Text provided:
|---|

Learn to Play the Drum
A Beginner's Guide to Rudimental Drumming
If the fife is the voice of a fife and drum corps, the drum is its heartbeat. Fife and drum drumming is rooted in a tradition called rudimental drumming — a system of fundamental stick patterns that originated with military field musicians centuries ago. These patterns, called rudiments, are the building blocks of everything you'll play.
This guide will introduce you to the instruments, the grip, the essential rudiments, and how to start practicing. No drumming experience is required. If you can tap your hands on a table in rhythm, you can learn to drum.
The Instruments
A fife and drum corps uses two types of drums: the snare drum and the bass drum. Both are rope-tension drums, meaning the heads are tightened by a rope that zigzags between the top and bottom hoops. Leather loops called "ears" slide along the rope to adjust tension. This is the oldest style of drum construction and it produces a distinctive, open sound that's different from modern drums.
The snare drum hangs from a sling over your shoulder and sits against your hip at roughly a 30–45 degree angle. Gut or nylon snares stretched across the bottom head give it the characteristic "buzzy" rattle. The bass drum hangs from a harness and is struck with large felt-tipped mallets. Most beginners start on snare, but bass drum is also a great entry point — the parts are simpler and you're playing from day one.
You don't need to buy a drum to start. Almost every corps owns drums that members share. What you'll want is a practice pad (a rubber pad mounted on a stand or board, $20–40) and a pair of drumsticks ($15–30). For fife and drum style, look for sticks that are slightly heavier than standard kit sticks — you're playing outdoors on larger drums and need the extra weight. Cooperman makes sticks specifically designed for rope-tension drums.
How to Hold the Sticks
Fife and drum drumming traditionally uses what's called matched grip — both hands hold the sticks the same way. (Some drummers in the Ancient tradition use traditional grip, where the left hand holds the stick differently, but matched grip is more common for beginners and increasingly standard.)
To hold the stick: rest it across your palm at the base of your fingers, about one-third of the way from the butt end. Wrap your index finger and thumb around the stick to form a fulcrum — this is your pivot point. The remaining fingers curl loosely around the stick for control. The grip should be firm enough that the stick doesn't fly out of your hand, but relaxed enough that the stick can bounce freely. Think of holding a bird: tight enough that it can't escape, loose enough that you don't crush it.

|---|

Data provided:

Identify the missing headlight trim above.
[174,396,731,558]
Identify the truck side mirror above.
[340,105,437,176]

|---|

Work instructions: Extend the beginner's guide to rudimental drumming, starting right after its last sentence. The lines have no connection to the drumming guide.

Output for this task:
Your wrists do most of the work, not your arms. The motion is a rotation of the wrist, with the stick pivoting at the fulcrum between your thumb and index finger. Keep your forearms relatively still. Practice dropping the stick from about six inches above the pad and letting it bounce back up naturally. That rebound is your friend — you're guiding the stick, not forcing every stroke.
The Essential Rudiments
There are 40 internationally recognized drum rudiments, but you only need a handful to get started. These four will cover the vast majority of what a beginning corps drummer plays:
1. Single Stroke Roll
R L R L R L R L
Alternating strokes: right, left, right, left. This is the most basic pattern in drumming. The challenge is playing each stroke at exactly the same volume and spacing. Start slowly — painfully slowly — with a metronome, and focus on making every stroke sound identical. Speed will come.
2. Double Stroke Roll
RR LL RR LL RR LL
Two strokes per hand. This is the foundation of the "long roll" — the sustained drum roll you hear in virtually every fife and drum performance. The key is controlling the second stroke. At slow speeds, you play two distinct wrist strokes per hand. As speed increases, you'll use the stick's natural rebound off the head to produce the second stroke. Mastering the double stroke roll unlocks most of the more advanced rudiments.
3. The Flam
lR rL lR rL
A grace note (soft tap) immediately followed by a primary stroke (louder tap) with the other hand. The two strokes land almost simultaneously but not quite — there's a tiny gap that gives the flam its characteristic thick, broad sound. Flams appear constantly in fife and drum music.
4. The Paradiddle
R L R R L R L L
A four-note pattern that combines single and double strokes and teaches your hands to work independently. It's also your first taste of how rudiments combine into musical phrases. Once you can play clean paradiddles at a moderate tempo, you've built a solid technical foundation.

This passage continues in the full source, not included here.